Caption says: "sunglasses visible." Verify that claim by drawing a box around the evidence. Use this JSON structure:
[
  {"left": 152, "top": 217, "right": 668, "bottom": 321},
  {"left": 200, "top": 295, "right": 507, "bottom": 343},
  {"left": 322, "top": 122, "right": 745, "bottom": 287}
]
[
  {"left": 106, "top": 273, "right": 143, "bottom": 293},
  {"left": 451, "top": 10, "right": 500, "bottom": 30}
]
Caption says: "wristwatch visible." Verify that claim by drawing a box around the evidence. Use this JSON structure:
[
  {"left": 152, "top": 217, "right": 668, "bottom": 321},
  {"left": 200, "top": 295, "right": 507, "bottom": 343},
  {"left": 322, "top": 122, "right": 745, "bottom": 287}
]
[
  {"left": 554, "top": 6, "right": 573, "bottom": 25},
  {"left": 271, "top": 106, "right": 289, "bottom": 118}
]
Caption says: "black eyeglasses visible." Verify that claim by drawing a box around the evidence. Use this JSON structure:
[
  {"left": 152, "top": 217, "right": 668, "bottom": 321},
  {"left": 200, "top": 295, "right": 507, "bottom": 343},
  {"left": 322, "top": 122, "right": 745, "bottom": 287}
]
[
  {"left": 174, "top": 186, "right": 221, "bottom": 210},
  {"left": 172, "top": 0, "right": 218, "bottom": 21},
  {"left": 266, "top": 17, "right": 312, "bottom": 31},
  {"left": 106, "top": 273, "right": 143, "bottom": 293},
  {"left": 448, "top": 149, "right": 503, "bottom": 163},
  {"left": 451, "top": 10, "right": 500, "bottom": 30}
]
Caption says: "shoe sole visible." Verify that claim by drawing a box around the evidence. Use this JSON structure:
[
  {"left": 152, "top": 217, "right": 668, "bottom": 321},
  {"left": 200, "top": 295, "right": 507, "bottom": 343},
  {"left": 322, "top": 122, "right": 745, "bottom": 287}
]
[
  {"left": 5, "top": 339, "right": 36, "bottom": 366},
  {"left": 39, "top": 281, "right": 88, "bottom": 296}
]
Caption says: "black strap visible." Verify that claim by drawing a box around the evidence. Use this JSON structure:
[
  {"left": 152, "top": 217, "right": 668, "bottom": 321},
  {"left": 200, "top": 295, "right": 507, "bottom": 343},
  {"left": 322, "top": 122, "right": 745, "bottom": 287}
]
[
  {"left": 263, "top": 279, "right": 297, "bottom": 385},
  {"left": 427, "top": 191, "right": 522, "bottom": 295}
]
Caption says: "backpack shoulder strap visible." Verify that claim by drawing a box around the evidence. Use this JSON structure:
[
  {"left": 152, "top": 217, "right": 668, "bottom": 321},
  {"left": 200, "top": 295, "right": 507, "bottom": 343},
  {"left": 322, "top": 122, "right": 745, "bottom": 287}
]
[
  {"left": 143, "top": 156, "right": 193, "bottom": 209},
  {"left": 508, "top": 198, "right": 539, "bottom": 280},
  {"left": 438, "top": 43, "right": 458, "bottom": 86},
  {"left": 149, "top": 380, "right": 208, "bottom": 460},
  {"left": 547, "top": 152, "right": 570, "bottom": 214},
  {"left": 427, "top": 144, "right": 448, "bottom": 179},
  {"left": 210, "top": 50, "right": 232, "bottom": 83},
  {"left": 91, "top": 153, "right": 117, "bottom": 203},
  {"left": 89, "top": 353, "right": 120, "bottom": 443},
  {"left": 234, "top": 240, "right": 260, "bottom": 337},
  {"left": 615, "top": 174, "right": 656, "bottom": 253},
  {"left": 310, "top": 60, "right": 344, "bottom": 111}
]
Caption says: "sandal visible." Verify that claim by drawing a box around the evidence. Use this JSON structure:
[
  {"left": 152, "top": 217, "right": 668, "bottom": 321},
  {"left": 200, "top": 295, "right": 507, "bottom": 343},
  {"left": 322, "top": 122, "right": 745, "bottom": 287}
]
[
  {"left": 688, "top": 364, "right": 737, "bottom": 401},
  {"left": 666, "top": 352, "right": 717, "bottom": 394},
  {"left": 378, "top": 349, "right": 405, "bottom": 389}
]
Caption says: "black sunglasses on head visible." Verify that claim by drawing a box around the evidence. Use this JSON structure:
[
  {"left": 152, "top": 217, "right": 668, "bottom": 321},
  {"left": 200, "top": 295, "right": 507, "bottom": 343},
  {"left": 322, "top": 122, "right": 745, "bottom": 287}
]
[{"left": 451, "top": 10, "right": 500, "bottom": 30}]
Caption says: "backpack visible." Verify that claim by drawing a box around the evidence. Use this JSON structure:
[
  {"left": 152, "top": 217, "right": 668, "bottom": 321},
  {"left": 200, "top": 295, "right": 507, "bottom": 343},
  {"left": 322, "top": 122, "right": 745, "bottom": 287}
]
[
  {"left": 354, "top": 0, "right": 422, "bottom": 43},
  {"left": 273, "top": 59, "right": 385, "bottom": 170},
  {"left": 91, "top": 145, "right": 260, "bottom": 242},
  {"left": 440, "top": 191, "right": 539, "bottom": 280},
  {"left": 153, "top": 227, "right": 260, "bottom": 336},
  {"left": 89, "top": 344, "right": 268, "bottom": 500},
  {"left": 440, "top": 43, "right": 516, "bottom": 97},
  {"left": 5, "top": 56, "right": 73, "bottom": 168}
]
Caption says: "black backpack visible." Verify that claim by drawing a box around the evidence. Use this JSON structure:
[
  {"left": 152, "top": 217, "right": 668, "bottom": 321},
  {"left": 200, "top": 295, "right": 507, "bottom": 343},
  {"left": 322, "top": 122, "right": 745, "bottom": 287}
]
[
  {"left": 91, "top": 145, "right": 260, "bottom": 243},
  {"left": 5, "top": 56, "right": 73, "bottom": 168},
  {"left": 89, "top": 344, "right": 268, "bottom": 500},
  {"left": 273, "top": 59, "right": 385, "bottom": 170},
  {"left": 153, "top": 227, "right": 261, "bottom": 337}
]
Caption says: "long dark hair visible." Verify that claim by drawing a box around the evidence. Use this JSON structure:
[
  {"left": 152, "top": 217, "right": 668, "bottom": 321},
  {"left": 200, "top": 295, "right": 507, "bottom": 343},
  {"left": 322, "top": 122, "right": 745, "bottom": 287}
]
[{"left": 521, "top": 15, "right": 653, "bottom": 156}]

...

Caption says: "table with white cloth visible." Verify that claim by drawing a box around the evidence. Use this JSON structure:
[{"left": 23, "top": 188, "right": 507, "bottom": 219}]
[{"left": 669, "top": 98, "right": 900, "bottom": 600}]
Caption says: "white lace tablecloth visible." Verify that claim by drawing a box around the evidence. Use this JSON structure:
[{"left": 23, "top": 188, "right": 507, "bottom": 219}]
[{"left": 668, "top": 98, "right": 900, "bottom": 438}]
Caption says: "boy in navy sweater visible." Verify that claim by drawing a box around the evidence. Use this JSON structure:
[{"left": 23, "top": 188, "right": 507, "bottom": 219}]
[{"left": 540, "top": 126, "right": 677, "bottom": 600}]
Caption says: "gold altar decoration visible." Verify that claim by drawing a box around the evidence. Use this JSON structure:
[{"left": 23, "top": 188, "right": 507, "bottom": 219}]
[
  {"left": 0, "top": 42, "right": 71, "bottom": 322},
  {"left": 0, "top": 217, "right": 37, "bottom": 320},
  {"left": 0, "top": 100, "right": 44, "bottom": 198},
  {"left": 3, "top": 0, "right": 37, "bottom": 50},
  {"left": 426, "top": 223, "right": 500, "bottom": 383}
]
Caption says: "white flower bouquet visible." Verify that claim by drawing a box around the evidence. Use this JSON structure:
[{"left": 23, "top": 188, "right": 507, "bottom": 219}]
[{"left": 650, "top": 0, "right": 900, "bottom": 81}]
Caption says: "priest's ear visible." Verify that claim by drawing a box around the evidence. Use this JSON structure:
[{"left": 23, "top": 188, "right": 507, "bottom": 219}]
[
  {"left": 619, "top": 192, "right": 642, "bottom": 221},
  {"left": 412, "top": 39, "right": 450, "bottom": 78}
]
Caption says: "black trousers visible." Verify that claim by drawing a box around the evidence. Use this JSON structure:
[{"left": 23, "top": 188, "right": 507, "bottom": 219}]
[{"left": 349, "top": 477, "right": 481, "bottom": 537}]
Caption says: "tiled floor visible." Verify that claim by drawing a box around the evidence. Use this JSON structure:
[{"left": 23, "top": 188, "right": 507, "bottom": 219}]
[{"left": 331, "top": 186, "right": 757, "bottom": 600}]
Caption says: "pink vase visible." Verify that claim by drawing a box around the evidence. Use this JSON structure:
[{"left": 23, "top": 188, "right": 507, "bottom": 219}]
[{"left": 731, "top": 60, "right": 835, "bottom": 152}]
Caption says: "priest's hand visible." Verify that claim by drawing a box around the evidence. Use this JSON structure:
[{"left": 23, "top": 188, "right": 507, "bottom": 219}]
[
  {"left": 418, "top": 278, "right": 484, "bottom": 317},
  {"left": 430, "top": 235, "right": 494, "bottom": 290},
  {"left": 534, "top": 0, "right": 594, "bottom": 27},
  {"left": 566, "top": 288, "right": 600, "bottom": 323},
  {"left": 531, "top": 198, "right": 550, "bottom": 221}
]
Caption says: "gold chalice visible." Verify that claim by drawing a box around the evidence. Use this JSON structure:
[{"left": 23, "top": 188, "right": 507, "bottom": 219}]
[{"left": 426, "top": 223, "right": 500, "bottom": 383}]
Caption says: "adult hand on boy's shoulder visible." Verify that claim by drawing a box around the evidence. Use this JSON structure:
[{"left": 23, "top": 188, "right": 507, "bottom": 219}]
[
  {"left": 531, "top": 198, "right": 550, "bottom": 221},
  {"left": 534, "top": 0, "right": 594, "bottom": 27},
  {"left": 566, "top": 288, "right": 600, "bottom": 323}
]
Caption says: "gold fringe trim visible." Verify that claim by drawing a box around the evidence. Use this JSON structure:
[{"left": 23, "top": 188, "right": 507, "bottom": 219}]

◆ Votre tâche: Relevez et recopiez chaque ligne des données ci-dessus qui contient le mot « shoulder ». La casse compte.

◆ Réponse:
Caption says: "backpack shoulder strap visible." Verify that claim by drawing a box around the evidence. Use this JSON structure:
Caption says: "adult hand on boy's shoulder visible." Verify that claim by drawing a box around the evidence. Use this JSON structure:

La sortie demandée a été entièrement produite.